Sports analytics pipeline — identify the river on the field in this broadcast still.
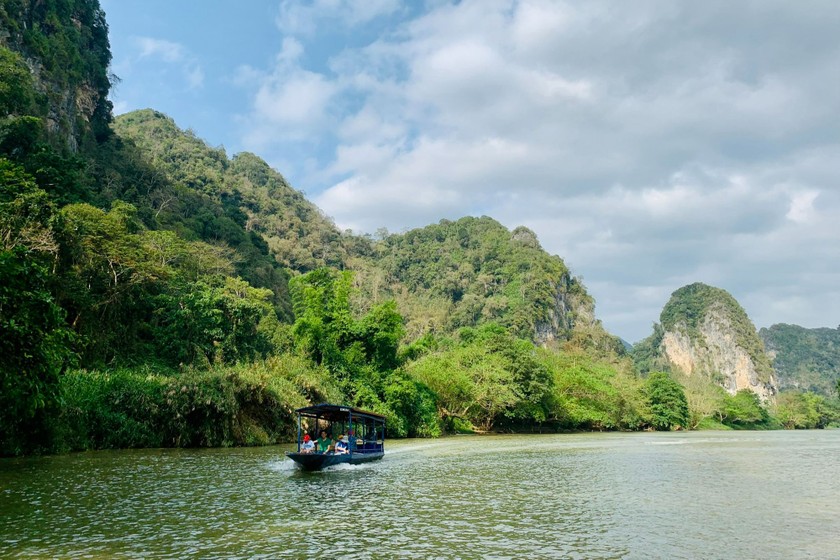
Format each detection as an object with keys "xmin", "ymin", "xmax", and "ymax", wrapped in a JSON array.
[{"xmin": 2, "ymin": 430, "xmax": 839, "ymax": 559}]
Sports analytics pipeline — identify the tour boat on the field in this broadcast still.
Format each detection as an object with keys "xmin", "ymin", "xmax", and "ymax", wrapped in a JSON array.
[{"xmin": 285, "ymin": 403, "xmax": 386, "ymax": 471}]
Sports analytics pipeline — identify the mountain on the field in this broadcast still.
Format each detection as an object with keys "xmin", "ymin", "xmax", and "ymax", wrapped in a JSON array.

= = =

- WORK ORDER -
Using the listing above, state the count of lines that include "still" and nothing else.

- ANSWER TO THIS EXERCISE -
3